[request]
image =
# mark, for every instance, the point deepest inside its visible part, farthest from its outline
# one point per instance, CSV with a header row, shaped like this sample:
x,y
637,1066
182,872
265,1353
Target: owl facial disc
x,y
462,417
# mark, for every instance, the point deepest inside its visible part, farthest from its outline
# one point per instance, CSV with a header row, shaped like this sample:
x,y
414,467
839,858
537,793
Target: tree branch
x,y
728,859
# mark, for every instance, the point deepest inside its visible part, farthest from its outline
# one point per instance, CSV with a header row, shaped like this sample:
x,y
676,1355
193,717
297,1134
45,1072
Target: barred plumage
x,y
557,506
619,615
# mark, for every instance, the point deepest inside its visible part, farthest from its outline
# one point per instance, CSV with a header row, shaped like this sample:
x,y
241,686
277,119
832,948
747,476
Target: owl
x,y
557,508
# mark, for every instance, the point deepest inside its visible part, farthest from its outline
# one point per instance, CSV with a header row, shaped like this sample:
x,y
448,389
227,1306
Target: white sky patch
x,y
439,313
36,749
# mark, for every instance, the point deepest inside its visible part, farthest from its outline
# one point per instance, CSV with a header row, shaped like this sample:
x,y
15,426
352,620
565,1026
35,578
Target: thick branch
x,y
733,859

* [Task statement]: The entire listing above should be returned exactly as written.

* [Answer to this task]:
[request]
image =
# mark, for every instance, the point deepest inside its visible part, farthest from its outline
# one point per instance, CSV with a header row, shaped like this sample:
x,y
637,1066
182,872
265,1353
Target: owl facial disc
x,y
462,417
# mark, for every instance, the point deepest inside its visible part, farthest from its outline
# one point per instance, CSV with a header row, shaped like this sample:
x,y
414,467
839,858
537,793
Target: tree branch
x,y
728,859
# mark, for every instance, the point deepest inside its visible part, farthest from its outline
# one point per instance, CSV with a header row, shaped like this sample:
x,y
676,1355
193,717
297,1134
45,1072
Target: barred plumage
x,y
557,506
619,615
# mark, for every instance, the point deepest inside its visible part, farthest from its outline
# one point per instance, CSV with a header row, shaped like this sample:
x,y
241,686
277,119
832,948
747,476
Target: owl
x,y
557,508
# mark, for every instance, the point deepest inside its visible part, farthest from its outline
# one point per instance, CSV with a header row, shaped like this sample:
x,y
448,389
227,1306
Target: white sky patch
x,y
439,313
36,749
# mark, for every instance, the point deepest inside its visible part, farthest from its outline
# one point per instance, CSV with a header row, shaped like this sample:
x,y
15,426
352,620
565,1026
35,578
Target: thick branch
x,y
733,859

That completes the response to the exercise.